Excerto —

━━━━━━

Por estes dias, as corporações fazem contas. Têm salários, o 13.º ºmês, as reparações de viaturas, a luz e água, as telecomunicações e o combustível, cada vez mais caro, para pagar. "Chegamos a um ponto em que mais de 50% dos serviços que prestamos estão a dar prejuízo", acrescenta o responsável que fala nos custos de cada transporte que envolve uma ambulância, motoristas, tripulação e combustível. "Por saberem da nossa situação e da necessidade de ficarmos a dever, muitos gasolineiras começam a recusar o abastecimento", uma vez que não sabem quando vão poder pagar, exemplifica.
Jaime Marta Soares, da Liga de Bombeiros, desconhece a existência até agora de qualquer recusa no transporte de doentes. "Não acredito que o façam mas, se o fizerem, é porque estão numa situação limite. É como as greves. O Governo sabe que não somos capazes de deixar as pessoas sem apoio e, por isso, tratam-nos desta forma. Somo o parente pobre das estruturas do SNS", considera.
A Liga diz que, entre hospitais e ARS, "as dívidas aos bombeiros são sempre para cima dos 25 milhões de euros". A que se juntam "os 12 milhões de euros das despesas extraordinárias dos incêndios florestais", que estão por saldar. É o caso de Valongo, cujos bombeiros servem um dos concelhos mais populosos da Área Metropolitana do Porto e, tal como a Aguda, estão com a contabilidade a zeros. "Nos últimos dois anos, não há mês em que o valor da tesouraria não seja negativo", salienta Manuel Guedes.

━━━━━━

Entradas de indicação e rotulagem
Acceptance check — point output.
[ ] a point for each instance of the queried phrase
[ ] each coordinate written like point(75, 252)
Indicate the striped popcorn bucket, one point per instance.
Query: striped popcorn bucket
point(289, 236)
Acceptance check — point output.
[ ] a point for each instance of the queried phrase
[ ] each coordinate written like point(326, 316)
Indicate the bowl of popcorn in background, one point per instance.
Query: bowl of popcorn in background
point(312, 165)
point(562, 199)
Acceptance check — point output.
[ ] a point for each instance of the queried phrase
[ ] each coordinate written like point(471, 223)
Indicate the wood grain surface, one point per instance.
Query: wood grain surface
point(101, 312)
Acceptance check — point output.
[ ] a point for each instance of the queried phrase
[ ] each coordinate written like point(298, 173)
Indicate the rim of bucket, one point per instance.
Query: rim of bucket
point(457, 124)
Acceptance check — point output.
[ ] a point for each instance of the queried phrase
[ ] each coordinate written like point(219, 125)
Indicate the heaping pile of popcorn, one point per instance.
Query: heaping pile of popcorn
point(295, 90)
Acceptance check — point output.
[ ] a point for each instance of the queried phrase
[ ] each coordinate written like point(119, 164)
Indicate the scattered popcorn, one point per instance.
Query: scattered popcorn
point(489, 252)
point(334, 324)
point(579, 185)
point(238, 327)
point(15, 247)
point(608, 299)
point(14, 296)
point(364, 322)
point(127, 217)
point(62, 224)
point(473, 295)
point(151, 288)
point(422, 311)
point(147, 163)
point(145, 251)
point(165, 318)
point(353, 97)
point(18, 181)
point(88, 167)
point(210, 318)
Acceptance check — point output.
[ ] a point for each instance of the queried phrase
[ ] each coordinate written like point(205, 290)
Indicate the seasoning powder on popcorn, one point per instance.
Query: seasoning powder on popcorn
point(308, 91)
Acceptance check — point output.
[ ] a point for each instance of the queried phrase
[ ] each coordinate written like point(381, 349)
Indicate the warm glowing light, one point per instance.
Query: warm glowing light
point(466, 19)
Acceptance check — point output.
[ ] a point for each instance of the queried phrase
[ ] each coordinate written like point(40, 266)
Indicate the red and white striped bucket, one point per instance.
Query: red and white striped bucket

━━━━━━

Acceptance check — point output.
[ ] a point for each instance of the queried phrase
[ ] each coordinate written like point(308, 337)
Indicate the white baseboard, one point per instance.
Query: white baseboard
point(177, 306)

━━━━━━

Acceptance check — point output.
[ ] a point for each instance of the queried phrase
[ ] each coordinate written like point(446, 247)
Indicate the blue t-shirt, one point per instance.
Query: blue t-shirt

━━━━━━

Tarefas —
1/ Extrai do texto sobre as dívidas aos bombeiros o trecho que vai de "A Liga diz que, entre" a "salienta Manuel Guedes.".
2/ Prossegue o texto sobre as dívidas aos bombeiros a partir do ponto onde termina.

Resultados —
1/
A Liga diz que, entre hospitais e ARS, "as dívidas aos bombeiros são sempre para cima dos 25 milhões de euros". A que se juntam "os 12 milhões de euros das despesas extraordinárias dos incêndios florestais", que estão por saldar. É o caso de Valongo, cujos bombeiros servem um dos concelhos mais populosos da Área Metropolitana do Porto e, tal como a Aguda, estão com a contabilidade a zeros. "Nos últimos dois anos, não há mês em que o valor da tesouraria não seja negativo", salienta Manuel Guedes.

2/
O JN contactou o Ministério da Saúde que reconhece que, "no final de setembro de 2021, o valor de pagamentos em atraso a corporações de bombeiros era de cerca de dois milhões de euros", valor justificado pelo "aumento de encargos da parte do SNS, fruto das restrições e salvaguarda da segurança dos utentes considerados no transporte".
O ministério diz estar "empenhado na redução deste valor até ao final do ano" e em "promover a integração das entidades do SNS na plataforma do Sistema de Gestão de Transporte de Doentes, com o objetivo de garantir o suporte à gestão integrada do transporte de doentes permitindo a análise, gestão e controlo do transporte de doentes".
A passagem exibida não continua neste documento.